PROVIDED TEXT:
= Beginning of Section =
I was always a size 10 until I had children. I went up a dress size with each of the three and never seemed to lose the weight. Then got even heavier still! Part of that was due to the fact that I'd been diagnosed with chronic fatigue syndrome, so I couldn't exercise the way I used to, but the other part (possibly the main part) was comfort eating and more wine than usual after our middle child was diagnosed with a serious disability.

Things are slightly easier at the moment, so now is a good time to concentrate on me for a change. 6lbs down so far this month, and I'm sticking with it!
 
I grew up pretty thin and then I didn't notice I was overweight until a little after I caught pneumonia and lost a few pounds during that.

It got me thinking, "Wow, I guess I'm overweight." But I didn't know how overweight I was. And I didn't care about the scale. It wasn't that big of a deal to me.

But I kept on eating those 700 calorie chocolate muffins even though I wasn't physically hungry. Mostly emotional eating because of a stressful job I had. I was extremely sedentary at the time.
 
I can remember when i was 13/14years old and my brother always saying im going to get big and fat (due to every girl in our family being very large) & myanswer was 'no im not'. Well then i was spending alot of time out with friends ect...No time at home for proper meals so then the fast foods started to take over and before i know it iv got from a size 6 being to big to a size 22 just fitting in just 3/4years.
= End of Section =
EXCERPTED DATA:
= Beginning of Section =
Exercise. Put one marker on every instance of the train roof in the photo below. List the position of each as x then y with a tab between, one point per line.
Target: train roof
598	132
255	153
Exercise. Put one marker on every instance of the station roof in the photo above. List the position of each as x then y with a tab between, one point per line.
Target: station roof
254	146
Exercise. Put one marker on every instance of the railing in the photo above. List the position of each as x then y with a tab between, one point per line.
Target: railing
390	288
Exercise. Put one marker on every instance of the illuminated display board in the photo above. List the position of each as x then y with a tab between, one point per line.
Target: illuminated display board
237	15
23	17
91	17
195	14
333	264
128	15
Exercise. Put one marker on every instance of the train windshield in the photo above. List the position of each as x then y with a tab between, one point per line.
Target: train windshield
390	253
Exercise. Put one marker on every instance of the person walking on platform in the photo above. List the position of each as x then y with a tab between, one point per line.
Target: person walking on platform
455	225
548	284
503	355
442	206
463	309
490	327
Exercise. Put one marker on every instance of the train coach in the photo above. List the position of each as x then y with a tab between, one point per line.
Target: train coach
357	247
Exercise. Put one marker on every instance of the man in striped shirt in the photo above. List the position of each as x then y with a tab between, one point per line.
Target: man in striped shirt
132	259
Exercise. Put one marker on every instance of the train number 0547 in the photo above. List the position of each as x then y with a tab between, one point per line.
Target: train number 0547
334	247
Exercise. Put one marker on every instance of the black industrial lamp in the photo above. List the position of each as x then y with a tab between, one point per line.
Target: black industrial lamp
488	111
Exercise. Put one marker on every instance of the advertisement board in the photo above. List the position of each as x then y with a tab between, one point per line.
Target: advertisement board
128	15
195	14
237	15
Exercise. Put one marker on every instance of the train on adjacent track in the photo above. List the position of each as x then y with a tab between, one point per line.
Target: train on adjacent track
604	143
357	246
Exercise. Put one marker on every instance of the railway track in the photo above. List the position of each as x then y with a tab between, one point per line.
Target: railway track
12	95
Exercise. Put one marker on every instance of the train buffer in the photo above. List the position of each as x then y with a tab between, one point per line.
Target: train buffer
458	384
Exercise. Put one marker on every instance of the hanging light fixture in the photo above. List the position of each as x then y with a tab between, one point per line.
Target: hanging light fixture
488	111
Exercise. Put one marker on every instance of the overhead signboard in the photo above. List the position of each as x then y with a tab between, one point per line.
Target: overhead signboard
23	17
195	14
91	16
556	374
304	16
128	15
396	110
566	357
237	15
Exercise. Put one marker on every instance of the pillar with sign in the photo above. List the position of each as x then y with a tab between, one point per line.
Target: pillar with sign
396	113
= End of Section =
ASSIGNED TASK:
From the accounts of weight gain, pull out word for word the passage from "I was always" to "deal to me.".

TASK SOLUTION:
I was always a size 10 until I had children. I went up a dress size with each of the three and never seemed to lose the weight. Then got even heavier still! Part of that was due to the fact that I'd been diagnosed with chronic fatigue syndrome, so I couldn't exercise the way I used to, but the other part (possibly the main part) was comfort eating and more wine than usual after our middle child was diagnosed with a serious disability.

Things are slightly easier at the moment, so now is a good time to concentrate on me for a change. 6lbs down so far this month, and I'm sticking with it!
 
I grew up pretty thin and then I didn't notice I was overweight until a little after I caught pneumonia and lost a few pounds during that.

It got me thinking, "Wow, I guess I'm overweight." But I didn't know how overweight I was. And I didn't care about the scale. It wasn't that big of a deal to me.